(Beginning of Extract)

No, this is not a Guard the Borders post about illegal aliens crossing our borders and living in our midst, sucking the life from a rule of law. This is about something else.
I was just a young lad when the reality that most folks who crawl behind the wheel of a car seem to crawl back, mentally, into the primordial ooze and begin evidencing the intelligence of single-celled organisms. That’s when our next-door neighbor decided to turn around in her seat to remostrate with a child while she was driving, assuring that her only real accomplishment would not be correcting her child but putting me in the hospital for more than a month (with more hospital stays later for other painful and frightening operations and procedures) by propelling me off my bicycle at a large fraction of her vehicle’s speed when she drove off the road…
While laying there in hospital, I was propelled during long nights of intimate aquaintance with pain… and those delightful pain meds, to begin an earlier than would probably have been normal foray into abstract thought. Particularly, I sent a lot of time thinking about death and what might come after.
Now, for a young boy, that might seem a little out of place, but pain was a frequent reminder—along with all those oh-so-helpful visitors—of Death’s kiss on my cheek. And so I thought of eternity, and eternity of nothingness or an eternity of life in heaven as promised by my church.
Neither were particularly comforting stacked up against the idea of forever.

(End of Extract)
(Beginning of Records shown)

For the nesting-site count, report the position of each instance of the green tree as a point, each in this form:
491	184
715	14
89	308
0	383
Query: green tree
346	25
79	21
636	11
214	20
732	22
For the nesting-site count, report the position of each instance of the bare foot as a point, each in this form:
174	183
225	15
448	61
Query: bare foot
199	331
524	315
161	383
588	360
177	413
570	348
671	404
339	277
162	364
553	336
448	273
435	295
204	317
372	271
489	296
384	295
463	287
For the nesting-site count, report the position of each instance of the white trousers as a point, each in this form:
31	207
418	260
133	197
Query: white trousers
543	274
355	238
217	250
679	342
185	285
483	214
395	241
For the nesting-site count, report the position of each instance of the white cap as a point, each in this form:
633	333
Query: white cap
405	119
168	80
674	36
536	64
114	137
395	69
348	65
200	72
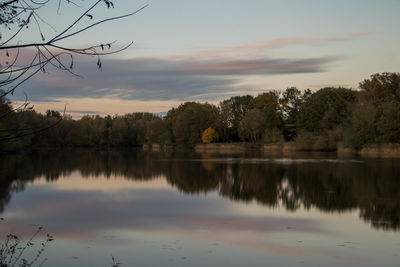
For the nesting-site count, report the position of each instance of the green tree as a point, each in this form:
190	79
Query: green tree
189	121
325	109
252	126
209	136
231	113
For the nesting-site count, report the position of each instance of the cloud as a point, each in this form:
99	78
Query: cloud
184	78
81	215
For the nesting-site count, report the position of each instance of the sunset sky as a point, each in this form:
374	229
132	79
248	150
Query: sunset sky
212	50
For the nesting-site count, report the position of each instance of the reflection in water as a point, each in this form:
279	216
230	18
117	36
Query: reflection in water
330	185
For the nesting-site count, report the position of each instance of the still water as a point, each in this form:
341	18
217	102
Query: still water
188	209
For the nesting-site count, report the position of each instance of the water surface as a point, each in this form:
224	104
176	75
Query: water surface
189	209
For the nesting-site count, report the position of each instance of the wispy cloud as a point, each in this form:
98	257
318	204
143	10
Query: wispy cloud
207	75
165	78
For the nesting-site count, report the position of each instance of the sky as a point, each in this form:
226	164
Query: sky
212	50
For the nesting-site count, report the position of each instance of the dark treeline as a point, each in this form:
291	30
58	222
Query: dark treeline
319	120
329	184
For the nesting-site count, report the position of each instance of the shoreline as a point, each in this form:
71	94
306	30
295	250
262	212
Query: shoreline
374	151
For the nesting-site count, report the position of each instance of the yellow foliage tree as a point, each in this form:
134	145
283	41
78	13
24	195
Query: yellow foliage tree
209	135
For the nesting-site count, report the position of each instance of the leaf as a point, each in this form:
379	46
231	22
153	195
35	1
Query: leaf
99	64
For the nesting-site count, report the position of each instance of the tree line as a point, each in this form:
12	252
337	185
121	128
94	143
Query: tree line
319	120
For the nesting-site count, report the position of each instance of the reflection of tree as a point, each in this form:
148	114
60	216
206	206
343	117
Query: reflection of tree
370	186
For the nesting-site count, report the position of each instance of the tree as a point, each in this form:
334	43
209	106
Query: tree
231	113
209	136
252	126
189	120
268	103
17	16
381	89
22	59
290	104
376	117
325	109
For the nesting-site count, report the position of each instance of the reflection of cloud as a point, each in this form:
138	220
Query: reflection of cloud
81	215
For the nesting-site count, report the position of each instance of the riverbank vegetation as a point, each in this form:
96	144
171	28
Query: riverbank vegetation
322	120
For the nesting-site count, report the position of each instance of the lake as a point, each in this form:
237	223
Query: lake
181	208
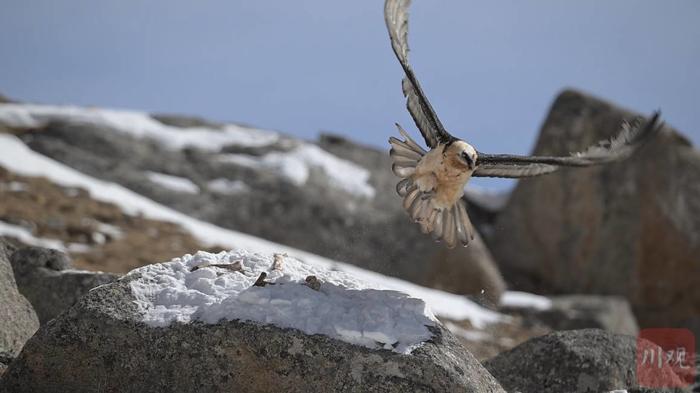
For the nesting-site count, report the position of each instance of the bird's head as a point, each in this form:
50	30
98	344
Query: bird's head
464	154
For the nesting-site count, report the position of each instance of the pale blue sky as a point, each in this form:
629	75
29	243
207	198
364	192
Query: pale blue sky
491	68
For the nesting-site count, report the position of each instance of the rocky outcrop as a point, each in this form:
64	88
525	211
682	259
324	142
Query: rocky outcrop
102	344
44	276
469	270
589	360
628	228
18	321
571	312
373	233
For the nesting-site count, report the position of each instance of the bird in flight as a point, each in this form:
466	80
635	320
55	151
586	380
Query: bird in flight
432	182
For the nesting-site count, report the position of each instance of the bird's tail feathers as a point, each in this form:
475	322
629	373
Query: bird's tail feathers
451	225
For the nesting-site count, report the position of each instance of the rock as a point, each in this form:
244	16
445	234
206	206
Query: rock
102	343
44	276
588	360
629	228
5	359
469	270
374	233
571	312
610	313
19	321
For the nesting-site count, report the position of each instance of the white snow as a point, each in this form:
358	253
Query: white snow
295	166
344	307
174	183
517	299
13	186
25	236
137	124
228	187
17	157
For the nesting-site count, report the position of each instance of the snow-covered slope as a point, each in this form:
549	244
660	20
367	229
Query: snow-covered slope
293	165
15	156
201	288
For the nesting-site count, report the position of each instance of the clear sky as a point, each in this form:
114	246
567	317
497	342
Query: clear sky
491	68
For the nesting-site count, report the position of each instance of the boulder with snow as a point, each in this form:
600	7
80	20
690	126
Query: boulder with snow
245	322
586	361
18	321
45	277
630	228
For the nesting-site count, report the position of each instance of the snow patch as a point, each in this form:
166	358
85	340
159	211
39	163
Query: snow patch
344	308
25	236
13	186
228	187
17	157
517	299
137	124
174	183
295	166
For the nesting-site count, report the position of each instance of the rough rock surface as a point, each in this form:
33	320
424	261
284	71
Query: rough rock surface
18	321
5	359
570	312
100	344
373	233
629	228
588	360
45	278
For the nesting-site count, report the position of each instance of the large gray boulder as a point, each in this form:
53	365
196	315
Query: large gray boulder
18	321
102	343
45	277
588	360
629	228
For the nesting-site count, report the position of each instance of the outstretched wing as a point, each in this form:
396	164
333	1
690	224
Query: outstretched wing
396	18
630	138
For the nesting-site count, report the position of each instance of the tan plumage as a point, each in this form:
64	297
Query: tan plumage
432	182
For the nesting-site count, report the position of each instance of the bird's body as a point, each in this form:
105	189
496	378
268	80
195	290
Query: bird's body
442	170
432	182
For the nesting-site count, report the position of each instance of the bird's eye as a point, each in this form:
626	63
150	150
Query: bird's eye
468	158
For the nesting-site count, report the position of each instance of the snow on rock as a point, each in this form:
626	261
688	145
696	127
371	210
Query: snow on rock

(End of Records shown)

● **Your objective**:
What does the post about the bicycle accident say from the words containing "Now, for a young" through "idea of forever."? Quote that part word for word.

● **Result below**:
Now, for a young boy, that might seem a little out of place, but pain was a frequent reminder—along with all those oh-so-helpful visitors—of Death’s kiss on my cheek. And so I thought of eternity, and eternity of nothingness or an eternity of life in heaven as promised by my church.
Neither were particularly comforting stacked up against the idea of forever.